INPUT RECORDS:
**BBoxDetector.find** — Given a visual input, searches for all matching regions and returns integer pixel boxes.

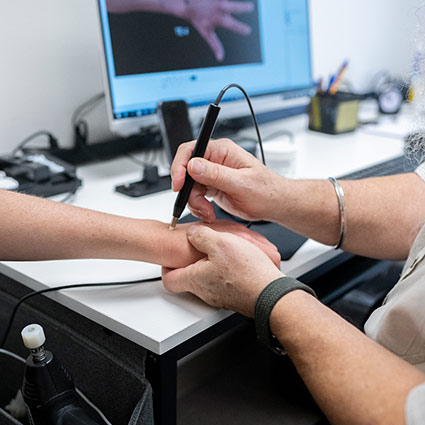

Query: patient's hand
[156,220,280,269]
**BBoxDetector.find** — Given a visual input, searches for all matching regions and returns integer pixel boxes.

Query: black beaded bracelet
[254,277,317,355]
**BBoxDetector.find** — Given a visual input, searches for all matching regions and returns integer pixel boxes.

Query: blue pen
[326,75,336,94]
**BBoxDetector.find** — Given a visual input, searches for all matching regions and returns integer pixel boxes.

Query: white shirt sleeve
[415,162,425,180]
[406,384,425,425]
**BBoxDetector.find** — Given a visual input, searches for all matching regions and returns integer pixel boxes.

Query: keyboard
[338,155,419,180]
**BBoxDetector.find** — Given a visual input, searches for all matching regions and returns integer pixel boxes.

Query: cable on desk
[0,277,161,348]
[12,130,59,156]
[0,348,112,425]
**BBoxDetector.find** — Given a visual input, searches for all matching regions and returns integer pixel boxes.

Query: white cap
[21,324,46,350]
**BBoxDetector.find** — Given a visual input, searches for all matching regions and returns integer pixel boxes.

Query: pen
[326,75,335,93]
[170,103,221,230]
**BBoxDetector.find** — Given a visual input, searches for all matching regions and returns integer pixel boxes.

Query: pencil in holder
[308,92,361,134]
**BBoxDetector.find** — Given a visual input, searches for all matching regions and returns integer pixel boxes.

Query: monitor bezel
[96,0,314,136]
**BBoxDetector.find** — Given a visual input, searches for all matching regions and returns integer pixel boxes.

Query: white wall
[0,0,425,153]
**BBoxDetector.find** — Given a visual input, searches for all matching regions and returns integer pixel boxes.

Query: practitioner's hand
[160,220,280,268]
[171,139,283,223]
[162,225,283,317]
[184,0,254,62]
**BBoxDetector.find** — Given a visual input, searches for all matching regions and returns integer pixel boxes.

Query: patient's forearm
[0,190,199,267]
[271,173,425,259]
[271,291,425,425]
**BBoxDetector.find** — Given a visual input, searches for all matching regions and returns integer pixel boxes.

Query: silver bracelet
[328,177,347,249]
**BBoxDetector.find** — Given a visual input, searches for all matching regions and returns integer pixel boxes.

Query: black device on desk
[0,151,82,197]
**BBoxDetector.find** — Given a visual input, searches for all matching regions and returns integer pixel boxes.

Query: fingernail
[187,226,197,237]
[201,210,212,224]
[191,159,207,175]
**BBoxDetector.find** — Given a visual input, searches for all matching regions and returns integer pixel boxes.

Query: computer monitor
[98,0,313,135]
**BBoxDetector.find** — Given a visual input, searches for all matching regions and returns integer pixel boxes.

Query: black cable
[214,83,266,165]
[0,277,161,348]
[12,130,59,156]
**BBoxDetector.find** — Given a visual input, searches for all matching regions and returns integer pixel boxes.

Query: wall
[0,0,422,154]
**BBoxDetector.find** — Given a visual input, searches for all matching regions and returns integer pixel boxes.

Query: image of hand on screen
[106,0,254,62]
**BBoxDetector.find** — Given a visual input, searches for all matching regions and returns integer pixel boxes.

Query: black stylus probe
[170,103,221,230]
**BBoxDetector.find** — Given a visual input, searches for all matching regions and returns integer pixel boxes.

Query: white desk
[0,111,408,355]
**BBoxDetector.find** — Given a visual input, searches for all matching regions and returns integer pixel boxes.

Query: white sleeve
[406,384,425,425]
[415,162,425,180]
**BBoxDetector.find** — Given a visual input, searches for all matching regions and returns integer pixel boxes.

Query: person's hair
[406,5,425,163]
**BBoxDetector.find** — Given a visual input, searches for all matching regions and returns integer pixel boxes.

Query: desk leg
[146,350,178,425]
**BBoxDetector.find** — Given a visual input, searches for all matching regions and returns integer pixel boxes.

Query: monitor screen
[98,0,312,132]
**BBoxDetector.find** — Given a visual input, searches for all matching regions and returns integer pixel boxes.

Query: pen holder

REQUIREMENTS:
Please count the lines in the listing above that contain the string "hand" in the same case, and give only that number.

FINISHED EXERCISE:
3